**Selected excerpt**.
Step 2: Write options.go

package mlx

// GenerateConfig holds generation parameters.
type GenerateConfig struct {
	MaxTokens   int
	Temperature float32
	TopK        int
	TopP        float32
	StopTokens  []int32
}

// DefaultGenerateConfig returns sensible defaults.
func DefaultGenerateConfig() GenerateConfig {
	return GenerateConfig{
		MaxTokens:   256,
		Temperature: 0.0,
	}
}

// GenerateOption configures text generation.
type GenerateOption func(*GenerateConfig)

// WithMaxTokens sets the maximum number of tokens to generate.
func WithMaxTokens(n int) GenerateOption {
	return func(c *GenerateConfig) { c.MaxTokens = n }
}

// WithTemperature sets the sampling temperature. 0 = greedy.
func WithTemperature(t float32) GenerateOption {
	return func(c *GenerateConfig) { c.Temperature = t }
}

// WithTopK sets top-k sampling. 0 = disabled.
func WithTopK(k int) GenerateOption {
	return func(c *GenerateConfig) { c.TopK = k }
}

// WithTopP sets nucleus sampling threshold. 0 = disabled.
func WithTopP(p float32) GenerateOption {
	return func(c *GenerateConfig) { c.TopP = p }
}

// WithStopTokens sets token IDs that stop generation.
func WithStopTokens(ids ...int32) GenerateOption {
	return func(c *GenerateConfig) { c.StopTokens = ids }
}

// LoadConfig holds model loading parameters.
type LoadConfig struct {
	Backend string // "metal" (default), "mlx_lm"
}

// LoadOption configures model loading.
type LoadOption func(*LoadConfig)

// WithBackend selects a specific inference backend by name.
func WithBackend(name string) LoadOption {
	return func(c *LoadConfig) { c.Backend = name }
}

// ApplyGenerateOpts builds a GenerateConfig from options.
func ApplyGenerateOpts(opts []GenerateOption) GenerateConfig {
	cfg := DefaultGenerateConfig()
	for _, o := range opts {
		o(&cfg)
	}
	return cfg
}

// ApplyLoadOpts builds a LoadConfig from options.

**Entries supplied**.
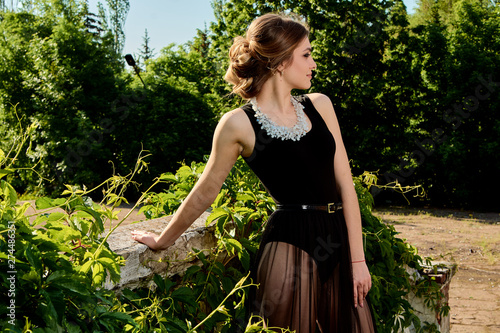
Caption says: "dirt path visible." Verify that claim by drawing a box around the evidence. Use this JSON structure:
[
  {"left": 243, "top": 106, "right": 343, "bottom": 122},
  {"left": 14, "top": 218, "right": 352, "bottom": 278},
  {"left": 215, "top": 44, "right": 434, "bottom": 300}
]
[
  {"left": 24, "top": 200, "right": 500, "bottom": 333},
  {"left": 375, "top": 208, "right": 500, "bottom": 333}
]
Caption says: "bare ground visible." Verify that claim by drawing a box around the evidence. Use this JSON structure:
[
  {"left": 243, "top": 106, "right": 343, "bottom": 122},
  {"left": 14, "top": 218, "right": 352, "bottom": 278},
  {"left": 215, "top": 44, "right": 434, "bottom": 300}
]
[
  {"left": 374, "top": 207, "right": 500, "bottom": 333},
  {"left": 24, "top": 204, "right": 500, "bottom": 333}
]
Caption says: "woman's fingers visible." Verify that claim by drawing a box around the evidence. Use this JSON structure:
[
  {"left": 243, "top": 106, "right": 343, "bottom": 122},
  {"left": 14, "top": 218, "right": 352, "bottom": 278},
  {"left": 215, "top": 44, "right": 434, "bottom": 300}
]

**Task A**.
In the options.go code, what value does DefaultGenerateConfig set for MaxTokens?
**Task B**.
Output the part of the options.go code from "func WithStopTokens(ids ...int32)" to "backend by name.", copied word for word.

**Answer area A**.
256

**Answer area B**.
func WithStopTokens(ids ...int32) GenerateOption {
	return func(c *GenerateConfig) { c.StopTokens = ids }
}

// LoadConfig holds model loading parameters.
type LoadConfig struct {
	Backend string // "metal" (default), "mlx_lm"
}

// LoadOption configures model loading.
type LoadOption func(*LoadConfig)

// WithBackend selects a specific inference backend by name.